:: Input records

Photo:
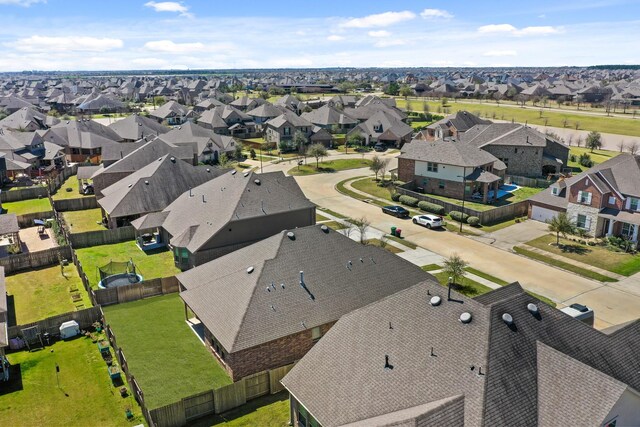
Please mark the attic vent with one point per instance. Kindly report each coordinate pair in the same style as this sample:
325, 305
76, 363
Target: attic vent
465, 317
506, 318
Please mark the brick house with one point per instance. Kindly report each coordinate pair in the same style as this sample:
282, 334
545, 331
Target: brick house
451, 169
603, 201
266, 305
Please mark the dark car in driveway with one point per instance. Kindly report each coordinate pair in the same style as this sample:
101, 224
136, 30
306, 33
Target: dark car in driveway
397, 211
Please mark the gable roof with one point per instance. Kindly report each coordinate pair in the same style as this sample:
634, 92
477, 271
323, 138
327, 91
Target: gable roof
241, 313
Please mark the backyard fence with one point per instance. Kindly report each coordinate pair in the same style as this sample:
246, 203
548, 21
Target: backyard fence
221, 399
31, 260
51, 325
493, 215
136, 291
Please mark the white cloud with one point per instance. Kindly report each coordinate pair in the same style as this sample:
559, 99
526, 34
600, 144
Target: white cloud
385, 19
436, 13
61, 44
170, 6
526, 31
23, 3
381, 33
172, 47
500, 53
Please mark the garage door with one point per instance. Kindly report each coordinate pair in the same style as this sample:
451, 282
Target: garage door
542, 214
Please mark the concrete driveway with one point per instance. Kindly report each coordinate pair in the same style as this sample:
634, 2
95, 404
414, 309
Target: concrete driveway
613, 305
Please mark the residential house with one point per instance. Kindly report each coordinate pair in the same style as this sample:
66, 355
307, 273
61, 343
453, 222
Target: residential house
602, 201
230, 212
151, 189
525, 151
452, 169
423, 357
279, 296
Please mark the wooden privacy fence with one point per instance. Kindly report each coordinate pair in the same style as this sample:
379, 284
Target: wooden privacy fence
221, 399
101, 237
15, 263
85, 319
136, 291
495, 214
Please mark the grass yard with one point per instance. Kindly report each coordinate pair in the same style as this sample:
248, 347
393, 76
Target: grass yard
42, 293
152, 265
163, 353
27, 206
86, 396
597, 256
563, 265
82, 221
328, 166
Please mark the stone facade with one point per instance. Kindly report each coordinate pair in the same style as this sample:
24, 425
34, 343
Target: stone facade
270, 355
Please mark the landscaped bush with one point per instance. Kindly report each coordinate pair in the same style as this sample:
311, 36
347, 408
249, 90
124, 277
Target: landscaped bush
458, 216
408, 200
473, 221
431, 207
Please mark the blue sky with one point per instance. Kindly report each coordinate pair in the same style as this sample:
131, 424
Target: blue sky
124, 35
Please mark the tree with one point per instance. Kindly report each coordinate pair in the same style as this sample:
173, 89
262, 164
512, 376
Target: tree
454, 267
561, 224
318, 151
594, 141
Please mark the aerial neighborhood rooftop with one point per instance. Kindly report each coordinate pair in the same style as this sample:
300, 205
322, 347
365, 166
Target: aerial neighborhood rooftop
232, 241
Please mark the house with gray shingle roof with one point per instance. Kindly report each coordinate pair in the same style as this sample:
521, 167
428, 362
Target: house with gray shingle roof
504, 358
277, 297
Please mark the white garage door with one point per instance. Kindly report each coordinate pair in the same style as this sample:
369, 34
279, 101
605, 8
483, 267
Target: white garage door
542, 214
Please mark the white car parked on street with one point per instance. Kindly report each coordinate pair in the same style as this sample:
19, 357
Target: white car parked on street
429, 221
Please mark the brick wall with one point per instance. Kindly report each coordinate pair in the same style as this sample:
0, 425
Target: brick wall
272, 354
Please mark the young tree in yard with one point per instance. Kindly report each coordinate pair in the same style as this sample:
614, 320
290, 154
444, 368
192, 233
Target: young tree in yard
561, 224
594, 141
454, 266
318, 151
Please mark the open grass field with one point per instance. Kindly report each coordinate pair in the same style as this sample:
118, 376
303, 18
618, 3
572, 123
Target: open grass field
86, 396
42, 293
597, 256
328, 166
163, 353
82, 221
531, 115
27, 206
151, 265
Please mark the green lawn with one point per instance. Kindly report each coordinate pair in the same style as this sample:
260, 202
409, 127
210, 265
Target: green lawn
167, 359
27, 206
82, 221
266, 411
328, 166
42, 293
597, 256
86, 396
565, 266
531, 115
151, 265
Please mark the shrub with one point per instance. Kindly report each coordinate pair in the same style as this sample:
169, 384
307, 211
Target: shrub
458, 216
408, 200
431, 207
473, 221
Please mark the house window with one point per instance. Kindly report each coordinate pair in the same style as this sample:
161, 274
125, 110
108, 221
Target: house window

::::

■ **Activity**: A single figure is required: the number of lines in the data where the word "window" occurs.

■ **Response to the task**: 2